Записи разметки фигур

-=-=-

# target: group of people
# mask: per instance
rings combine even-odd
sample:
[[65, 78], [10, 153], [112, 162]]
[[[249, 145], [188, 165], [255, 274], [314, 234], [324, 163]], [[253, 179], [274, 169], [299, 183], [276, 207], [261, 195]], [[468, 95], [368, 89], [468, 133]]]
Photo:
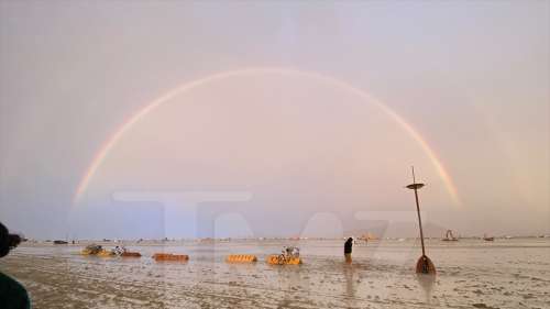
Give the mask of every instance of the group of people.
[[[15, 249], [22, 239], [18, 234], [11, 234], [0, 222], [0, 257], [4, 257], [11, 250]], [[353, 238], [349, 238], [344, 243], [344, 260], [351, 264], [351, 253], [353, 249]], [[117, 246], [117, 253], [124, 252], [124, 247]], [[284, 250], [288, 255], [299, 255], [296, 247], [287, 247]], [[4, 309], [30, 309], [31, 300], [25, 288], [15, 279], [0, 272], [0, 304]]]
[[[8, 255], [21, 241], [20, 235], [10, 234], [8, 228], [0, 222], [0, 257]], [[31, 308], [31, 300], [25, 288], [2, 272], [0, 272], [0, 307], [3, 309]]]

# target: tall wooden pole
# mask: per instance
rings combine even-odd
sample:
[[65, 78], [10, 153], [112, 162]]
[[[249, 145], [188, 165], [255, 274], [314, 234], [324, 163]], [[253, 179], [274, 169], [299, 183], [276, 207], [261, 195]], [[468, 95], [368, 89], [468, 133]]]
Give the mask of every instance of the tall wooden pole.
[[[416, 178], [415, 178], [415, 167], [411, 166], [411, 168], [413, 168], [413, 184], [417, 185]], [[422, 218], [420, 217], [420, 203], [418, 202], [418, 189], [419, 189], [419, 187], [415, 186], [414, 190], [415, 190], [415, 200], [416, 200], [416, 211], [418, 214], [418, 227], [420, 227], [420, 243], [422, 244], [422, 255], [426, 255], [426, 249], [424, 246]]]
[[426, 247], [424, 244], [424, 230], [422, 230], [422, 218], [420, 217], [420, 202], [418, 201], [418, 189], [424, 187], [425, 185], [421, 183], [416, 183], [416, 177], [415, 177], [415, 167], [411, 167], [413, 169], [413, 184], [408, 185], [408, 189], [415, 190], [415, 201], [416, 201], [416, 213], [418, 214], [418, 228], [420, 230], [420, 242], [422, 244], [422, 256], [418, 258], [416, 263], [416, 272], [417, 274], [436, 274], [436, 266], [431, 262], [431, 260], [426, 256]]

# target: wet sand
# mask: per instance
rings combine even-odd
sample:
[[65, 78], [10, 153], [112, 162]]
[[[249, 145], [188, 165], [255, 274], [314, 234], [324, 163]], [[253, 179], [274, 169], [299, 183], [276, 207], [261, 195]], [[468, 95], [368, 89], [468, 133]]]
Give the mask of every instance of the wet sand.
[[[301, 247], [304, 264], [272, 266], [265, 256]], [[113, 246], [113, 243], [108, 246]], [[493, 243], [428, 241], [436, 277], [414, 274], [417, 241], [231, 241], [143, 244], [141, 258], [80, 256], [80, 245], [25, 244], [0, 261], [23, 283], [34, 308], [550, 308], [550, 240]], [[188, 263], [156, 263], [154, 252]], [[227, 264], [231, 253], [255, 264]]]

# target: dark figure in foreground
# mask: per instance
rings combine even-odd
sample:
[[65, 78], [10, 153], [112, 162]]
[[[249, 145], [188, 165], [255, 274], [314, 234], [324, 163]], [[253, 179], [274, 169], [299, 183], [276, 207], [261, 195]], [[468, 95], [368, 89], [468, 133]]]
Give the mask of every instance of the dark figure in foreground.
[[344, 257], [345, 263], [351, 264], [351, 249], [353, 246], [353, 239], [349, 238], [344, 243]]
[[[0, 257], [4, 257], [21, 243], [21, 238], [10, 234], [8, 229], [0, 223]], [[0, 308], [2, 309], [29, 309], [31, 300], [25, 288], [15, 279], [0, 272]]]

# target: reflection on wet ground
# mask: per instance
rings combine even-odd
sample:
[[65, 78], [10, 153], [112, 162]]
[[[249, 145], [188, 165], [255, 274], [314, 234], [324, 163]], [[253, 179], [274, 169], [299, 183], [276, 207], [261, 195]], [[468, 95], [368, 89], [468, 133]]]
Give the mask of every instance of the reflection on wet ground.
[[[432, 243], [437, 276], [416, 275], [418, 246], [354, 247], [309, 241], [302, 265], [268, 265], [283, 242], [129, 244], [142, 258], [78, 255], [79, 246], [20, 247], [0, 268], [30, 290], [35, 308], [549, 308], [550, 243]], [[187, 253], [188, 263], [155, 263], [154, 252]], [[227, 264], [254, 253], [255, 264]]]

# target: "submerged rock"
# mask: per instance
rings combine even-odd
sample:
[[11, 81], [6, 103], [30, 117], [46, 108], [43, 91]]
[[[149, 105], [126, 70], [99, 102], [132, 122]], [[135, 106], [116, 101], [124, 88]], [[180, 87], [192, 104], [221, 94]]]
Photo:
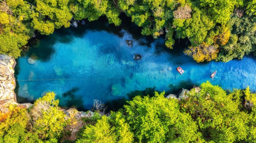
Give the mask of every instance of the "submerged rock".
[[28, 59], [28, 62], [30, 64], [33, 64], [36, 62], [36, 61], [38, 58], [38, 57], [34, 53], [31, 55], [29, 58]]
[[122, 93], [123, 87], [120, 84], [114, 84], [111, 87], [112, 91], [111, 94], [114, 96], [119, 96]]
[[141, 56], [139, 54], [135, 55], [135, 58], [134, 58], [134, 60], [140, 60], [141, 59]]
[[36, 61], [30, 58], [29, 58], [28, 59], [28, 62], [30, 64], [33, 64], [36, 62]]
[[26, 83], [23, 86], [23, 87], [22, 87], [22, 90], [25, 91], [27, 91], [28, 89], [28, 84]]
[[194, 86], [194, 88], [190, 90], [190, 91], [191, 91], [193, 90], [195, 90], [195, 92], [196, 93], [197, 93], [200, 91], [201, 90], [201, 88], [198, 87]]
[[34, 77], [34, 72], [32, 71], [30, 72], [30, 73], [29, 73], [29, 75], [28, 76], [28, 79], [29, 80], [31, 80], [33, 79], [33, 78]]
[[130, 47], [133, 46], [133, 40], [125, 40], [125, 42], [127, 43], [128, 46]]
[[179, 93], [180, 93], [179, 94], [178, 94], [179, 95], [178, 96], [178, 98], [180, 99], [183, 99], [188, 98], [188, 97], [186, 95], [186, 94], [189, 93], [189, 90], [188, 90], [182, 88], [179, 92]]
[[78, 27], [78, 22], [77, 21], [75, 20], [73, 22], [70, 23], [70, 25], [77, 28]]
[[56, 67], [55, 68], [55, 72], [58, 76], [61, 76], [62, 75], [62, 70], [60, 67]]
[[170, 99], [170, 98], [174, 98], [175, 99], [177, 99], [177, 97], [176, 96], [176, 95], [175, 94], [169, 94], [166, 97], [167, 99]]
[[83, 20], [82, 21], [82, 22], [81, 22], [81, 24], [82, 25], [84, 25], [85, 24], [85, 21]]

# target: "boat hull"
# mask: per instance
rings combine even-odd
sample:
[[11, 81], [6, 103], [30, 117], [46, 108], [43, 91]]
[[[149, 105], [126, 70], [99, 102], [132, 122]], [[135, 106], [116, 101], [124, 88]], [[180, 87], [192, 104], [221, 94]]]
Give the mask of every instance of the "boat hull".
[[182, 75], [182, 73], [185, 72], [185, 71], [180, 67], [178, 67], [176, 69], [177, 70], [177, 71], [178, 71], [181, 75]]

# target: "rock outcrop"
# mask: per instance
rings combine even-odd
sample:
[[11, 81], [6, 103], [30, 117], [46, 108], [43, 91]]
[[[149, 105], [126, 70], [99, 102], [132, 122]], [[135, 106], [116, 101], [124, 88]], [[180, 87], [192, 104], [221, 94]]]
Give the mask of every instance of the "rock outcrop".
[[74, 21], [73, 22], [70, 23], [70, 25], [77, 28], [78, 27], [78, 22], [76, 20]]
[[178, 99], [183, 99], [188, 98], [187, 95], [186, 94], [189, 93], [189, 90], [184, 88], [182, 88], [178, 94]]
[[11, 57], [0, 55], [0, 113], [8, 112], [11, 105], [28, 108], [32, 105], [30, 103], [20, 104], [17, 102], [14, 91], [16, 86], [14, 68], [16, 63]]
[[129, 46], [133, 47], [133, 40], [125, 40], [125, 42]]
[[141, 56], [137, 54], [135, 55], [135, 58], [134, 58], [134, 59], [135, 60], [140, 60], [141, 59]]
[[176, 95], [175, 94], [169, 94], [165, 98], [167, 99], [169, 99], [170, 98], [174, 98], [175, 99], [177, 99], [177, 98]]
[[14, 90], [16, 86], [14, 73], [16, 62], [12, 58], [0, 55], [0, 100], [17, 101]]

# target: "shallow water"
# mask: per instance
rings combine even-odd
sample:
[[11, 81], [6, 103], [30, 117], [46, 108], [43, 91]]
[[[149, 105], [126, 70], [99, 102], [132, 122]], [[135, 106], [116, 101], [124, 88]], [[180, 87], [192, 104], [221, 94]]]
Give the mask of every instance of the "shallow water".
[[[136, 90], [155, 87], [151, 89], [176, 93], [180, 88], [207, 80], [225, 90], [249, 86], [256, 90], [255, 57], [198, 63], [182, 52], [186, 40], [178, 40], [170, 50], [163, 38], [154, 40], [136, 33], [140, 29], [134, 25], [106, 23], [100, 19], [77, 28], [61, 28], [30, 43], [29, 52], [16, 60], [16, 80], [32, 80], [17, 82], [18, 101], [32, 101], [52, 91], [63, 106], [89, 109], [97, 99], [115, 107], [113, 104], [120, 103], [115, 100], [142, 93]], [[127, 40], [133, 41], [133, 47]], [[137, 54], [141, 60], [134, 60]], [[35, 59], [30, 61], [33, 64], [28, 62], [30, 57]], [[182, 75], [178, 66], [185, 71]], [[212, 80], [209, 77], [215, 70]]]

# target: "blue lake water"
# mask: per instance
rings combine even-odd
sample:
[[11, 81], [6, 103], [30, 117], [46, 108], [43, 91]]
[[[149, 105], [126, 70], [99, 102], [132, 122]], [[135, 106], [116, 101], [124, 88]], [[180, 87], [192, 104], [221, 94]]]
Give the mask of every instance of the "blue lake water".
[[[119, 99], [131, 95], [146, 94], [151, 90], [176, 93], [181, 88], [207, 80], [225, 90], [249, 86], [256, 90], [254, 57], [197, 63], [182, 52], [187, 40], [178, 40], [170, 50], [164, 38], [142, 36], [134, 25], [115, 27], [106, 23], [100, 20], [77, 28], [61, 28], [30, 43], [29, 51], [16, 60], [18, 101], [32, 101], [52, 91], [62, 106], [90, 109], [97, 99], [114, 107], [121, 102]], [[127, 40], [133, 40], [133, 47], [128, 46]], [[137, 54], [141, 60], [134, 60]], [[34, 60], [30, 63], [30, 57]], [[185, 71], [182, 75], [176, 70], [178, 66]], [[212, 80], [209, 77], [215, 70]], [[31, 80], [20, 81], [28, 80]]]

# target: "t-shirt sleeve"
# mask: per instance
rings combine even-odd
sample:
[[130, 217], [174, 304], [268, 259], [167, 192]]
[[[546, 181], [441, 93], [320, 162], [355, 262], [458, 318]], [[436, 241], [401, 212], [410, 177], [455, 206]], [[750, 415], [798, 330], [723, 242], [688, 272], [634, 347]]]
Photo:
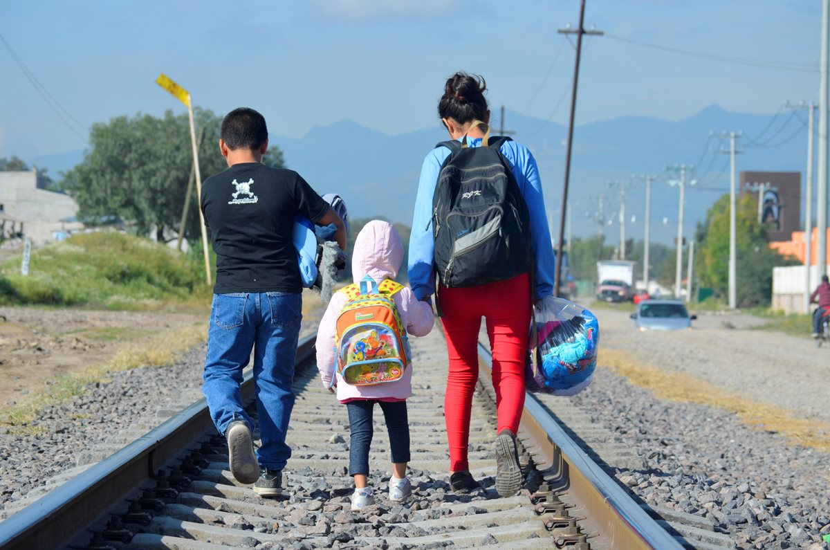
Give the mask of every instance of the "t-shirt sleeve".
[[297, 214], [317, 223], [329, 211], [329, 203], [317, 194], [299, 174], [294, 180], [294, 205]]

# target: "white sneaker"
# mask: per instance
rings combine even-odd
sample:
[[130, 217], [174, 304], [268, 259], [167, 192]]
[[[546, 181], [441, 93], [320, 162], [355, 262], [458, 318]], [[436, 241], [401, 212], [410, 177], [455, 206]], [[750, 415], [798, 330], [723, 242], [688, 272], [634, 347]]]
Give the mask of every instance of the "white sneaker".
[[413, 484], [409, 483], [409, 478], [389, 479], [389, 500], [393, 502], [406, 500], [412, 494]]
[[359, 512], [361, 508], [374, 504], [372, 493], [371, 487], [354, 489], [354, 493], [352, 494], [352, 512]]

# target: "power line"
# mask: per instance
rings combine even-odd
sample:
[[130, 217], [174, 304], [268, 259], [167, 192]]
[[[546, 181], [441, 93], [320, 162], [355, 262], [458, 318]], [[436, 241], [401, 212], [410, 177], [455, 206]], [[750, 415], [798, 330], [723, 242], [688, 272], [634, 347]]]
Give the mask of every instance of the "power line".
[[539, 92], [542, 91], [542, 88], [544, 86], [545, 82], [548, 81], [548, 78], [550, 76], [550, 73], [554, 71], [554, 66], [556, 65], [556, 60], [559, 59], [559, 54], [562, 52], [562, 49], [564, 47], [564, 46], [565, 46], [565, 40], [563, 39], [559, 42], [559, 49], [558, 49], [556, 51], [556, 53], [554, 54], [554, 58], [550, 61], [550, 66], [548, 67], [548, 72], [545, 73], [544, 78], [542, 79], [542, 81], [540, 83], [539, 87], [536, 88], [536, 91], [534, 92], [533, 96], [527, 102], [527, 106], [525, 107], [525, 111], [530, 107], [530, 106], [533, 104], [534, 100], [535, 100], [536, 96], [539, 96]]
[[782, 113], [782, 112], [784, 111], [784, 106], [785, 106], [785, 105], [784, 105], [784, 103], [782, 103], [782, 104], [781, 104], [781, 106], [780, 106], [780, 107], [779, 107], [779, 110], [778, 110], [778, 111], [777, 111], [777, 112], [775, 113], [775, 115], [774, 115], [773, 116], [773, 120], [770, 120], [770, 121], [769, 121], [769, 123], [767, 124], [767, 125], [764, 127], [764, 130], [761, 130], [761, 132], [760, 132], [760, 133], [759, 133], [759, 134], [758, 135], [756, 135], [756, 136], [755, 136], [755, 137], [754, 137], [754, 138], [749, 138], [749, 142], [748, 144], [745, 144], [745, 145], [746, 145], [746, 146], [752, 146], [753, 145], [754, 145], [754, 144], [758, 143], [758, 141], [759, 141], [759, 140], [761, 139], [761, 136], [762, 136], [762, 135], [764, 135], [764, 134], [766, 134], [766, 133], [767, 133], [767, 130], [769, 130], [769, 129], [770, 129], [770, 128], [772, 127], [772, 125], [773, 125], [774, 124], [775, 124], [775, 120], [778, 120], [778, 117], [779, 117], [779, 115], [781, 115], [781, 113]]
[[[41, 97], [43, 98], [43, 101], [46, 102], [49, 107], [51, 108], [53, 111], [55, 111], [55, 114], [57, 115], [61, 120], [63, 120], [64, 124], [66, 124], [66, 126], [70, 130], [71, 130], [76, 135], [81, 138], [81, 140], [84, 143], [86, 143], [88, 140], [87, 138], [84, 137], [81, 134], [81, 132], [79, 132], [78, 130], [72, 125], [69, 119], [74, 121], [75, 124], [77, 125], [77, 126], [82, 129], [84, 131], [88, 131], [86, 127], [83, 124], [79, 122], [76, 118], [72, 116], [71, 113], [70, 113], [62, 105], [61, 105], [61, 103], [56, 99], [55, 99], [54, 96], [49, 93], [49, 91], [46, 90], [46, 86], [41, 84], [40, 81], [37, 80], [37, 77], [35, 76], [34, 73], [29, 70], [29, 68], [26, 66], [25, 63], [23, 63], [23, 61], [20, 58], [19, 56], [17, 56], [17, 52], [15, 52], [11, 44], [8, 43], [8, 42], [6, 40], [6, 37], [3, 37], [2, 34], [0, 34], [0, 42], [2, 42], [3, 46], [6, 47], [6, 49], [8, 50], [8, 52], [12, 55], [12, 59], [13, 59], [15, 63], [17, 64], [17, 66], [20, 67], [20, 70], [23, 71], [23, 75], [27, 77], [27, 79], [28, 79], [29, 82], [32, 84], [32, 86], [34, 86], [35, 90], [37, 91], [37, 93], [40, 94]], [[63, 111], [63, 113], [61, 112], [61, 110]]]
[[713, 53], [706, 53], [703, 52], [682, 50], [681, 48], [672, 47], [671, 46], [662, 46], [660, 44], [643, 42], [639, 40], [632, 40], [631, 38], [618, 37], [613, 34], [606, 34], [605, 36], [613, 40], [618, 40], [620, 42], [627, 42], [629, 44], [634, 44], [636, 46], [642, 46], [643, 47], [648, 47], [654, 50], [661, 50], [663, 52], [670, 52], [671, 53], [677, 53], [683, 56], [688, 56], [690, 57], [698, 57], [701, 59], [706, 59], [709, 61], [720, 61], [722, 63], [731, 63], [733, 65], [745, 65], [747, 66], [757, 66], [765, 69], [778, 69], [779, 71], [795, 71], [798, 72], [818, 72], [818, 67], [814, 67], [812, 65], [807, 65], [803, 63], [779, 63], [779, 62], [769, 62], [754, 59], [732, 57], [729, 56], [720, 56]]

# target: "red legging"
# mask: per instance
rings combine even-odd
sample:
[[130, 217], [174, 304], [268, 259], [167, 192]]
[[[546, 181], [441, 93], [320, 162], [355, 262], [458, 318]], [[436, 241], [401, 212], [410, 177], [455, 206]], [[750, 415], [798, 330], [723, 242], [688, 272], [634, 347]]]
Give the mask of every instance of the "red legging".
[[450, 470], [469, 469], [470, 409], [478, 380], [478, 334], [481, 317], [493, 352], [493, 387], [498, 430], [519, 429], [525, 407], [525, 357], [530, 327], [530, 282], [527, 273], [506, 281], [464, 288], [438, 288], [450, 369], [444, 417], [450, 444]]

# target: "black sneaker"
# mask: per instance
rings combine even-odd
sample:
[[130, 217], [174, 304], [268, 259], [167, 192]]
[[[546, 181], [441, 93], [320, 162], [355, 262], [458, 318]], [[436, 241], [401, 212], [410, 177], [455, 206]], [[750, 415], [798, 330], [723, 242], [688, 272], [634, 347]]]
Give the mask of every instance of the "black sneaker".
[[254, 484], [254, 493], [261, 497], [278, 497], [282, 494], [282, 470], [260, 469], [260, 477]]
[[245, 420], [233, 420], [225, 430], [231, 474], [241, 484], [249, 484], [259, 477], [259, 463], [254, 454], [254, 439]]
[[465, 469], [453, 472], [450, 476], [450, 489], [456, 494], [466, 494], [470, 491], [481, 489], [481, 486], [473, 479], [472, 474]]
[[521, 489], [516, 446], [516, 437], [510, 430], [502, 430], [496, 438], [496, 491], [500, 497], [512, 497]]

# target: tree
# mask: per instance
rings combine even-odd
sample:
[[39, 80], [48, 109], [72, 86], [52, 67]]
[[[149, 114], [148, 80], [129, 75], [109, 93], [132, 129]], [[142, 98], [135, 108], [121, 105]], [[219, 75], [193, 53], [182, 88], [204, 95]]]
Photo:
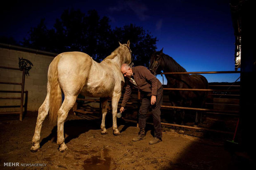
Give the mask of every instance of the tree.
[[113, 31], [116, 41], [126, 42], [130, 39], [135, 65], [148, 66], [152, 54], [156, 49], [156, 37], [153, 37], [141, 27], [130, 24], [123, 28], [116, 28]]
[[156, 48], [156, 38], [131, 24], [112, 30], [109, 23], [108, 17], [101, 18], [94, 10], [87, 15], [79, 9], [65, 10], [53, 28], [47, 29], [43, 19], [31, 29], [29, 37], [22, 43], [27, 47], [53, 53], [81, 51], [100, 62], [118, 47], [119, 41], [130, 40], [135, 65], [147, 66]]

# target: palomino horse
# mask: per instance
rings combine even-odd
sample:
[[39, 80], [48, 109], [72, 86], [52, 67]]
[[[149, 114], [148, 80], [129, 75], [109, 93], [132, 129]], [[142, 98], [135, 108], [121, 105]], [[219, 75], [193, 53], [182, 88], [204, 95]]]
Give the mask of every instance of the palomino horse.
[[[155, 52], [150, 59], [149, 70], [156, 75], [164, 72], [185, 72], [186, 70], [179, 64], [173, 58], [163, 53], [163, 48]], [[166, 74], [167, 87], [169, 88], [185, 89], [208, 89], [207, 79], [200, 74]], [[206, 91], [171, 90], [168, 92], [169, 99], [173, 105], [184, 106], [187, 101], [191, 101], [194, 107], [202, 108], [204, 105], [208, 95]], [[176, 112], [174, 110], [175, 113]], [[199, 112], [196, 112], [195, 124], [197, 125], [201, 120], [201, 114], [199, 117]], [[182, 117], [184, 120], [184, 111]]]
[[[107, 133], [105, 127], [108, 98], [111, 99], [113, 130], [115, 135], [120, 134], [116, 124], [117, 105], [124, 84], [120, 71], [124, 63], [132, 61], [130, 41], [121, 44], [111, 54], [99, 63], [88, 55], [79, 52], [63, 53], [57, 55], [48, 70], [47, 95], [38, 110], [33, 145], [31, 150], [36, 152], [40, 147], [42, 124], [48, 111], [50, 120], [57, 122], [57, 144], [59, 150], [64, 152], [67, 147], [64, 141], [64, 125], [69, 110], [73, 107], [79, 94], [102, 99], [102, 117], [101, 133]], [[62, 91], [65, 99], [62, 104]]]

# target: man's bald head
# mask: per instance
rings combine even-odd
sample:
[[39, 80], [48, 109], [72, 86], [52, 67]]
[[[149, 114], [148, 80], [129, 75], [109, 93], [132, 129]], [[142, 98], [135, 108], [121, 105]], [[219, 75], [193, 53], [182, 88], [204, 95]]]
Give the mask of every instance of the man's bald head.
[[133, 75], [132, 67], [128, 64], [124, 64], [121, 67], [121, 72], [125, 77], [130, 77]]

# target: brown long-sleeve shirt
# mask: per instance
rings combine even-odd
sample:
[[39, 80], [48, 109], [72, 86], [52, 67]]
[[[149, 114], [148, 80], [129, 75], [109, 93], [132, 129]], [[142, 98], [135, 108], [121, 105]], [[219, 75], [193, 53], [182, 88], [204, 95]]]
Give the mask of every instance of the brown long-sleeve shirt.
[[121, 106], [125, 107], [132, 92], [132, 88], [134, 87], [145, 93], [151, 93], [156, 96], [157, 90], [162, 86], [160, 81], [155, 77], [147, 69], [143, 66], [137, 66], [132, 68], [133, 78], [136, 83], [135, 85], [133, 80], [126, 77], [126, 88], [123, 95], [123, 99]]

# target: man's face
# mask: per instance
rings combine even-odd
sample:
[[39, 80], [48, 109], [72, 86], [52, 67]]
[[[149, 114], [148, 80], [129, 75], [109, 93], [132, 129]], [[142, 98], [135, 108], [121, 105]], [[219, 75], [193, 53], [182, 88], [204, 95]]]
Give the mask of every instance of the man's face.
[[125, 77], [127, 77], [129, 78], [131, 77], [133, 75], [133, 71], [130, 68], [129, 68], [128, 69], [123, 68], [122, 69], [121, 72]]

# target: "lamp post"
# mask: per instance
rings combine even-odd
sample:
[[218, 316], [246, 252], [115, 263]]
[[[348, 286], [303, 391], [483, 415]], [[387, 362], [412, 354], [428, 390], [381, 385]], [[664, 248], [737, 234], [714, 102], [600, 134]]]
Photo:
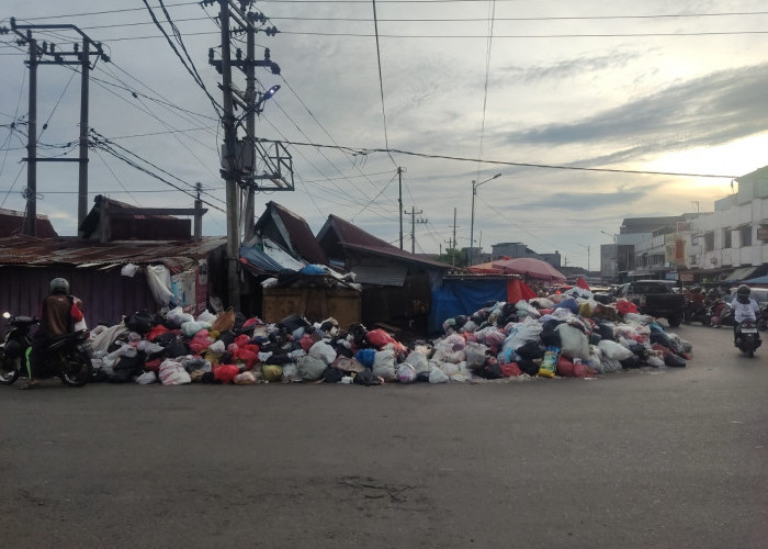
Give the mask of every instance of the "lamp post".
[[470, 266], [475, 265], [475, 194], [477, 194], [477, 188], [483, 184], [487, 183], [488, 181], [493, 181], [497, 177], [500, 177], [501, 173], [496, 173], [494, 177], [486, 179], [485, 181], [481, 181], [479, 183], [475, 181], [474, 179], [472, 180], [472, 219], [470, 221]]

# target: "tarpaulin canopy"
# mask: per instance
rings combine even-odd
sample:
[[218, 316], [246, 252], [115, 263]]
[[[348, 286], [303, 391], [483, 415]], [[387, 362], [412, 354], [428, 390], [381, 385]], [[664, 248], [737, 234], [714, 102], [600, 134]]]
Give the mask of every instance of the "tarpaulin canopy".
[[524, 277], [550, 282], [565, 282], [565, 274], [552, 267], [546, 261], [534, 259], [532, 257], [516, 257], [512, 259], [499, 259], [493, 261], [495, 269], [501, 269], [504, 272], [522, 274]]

-=-=-

- Задание:
Перепишите в виде JSON-списка строк часть перечня от самого его начала до строки, содержащей «Give the mask of every instance of the group», включая обе границы. Каждой строке отведите отдельную строку списка, пустые строки пропустите, а изображения в ответ не включайте.

- Результат задания:
[
  "# target: group of people",
  "# mask: per instance",
  "rings combine even-odd",
  "sample:",
  "[[65, 78], [10, 153], [112, 162]]",
  "[[[249, 145], [188, 165], [255, 274], [314, 234], [324, 163]], [[253, 179], [274, 169], [299, 183], [276, 207], [261, 195]], [[468, 95], [368, 89], [468, 133]]]",
  "Photo:",
  "Give the mask of every instance of the group of people."
]